## Supplied information
--------------------------------------------------

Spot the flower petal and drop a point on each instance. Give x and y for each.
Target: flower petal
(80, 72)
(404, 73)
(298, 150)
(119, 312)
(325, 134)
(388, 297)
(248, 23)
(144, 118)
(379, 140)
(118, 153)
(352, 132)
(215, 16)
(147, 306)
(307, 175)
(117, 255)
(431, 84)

--------------------------------------------------

## Exercise goal
Copy every record exactly, with nothing added or dropped.

## Exercise answer
Spot the flower petal and drop a point on each instance. Give x and y for each.
Target: flower petal
(80, 72)
(404, 73)
(298, 150)
(119, 312)
(325, 134)
(388, 297)
(248, 23)
(144, 118)
(379, 140)
(118, 153)
(352, 132)
(215, 16)
(147, 306)
(307, 175)
(117, 255)
(431, 84)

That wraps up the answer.